Excerpted text »
References


The Concept Behind Reference


In modern programming languages there is two important concepts defining
the behaviour of variables:

Scope: Defines the area in the program source where a certain identifier
binded to a memory location. Also defines the visibility: when the identifier
is valid to use and means the memorylocation we mentioned before.

Life: Defines the time-span under runtime when the memory location is safe
to store our values. After the duration the memory location is not safe to
access.

Most cases we define scope and life in the same declaration:

// 1. allocates memory for an int type variable (in the stack)
// 2. binds the name "i" to this memory area.

int i;


Sometimes we can define a memory location, without binding a name to it.

// 1. allocates memory for an int type variable (in the heap)
//    no name has been bound to this memory

new int;


And sometimes we can bind a new name to an existing memory location, whether
a name has been already binded to it or not.

// 2. binds the name "j" to memory area already called "i"

int &j = i;



Reference in earlier programming languages


There is a history of references in Simula-67 and Algol-68.

Algol-68 make a difference between a binding a name to a certain memory
location and to a variable. A reference is converted to the value of the
same type, this is called dereferenciate of the variable. This is the way
to distinguish between the left and right side of an assignment.

Provided data »
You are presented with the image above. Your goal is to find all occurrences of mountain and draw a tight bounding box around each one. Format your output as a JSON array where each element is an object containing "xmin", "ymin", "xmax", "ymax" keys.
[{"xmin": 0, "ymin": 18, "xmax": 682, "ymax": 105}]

Given request » Can you write out the passage of the text on references above between "int &j = i;" and "of an assignment.", inclusive?

Solution to this exercise »
int &j = i;



Reference in earlier programming languages


There is a history of references in Simula-67 and Algol-68.

Algol-68 make a difference between a binding a name to a certain memory
location and to a variable. A reference is converted to the value of the
same type, this is called dereferenciate of the variable. This is the way
to distinguish between the left and right side of an assignment.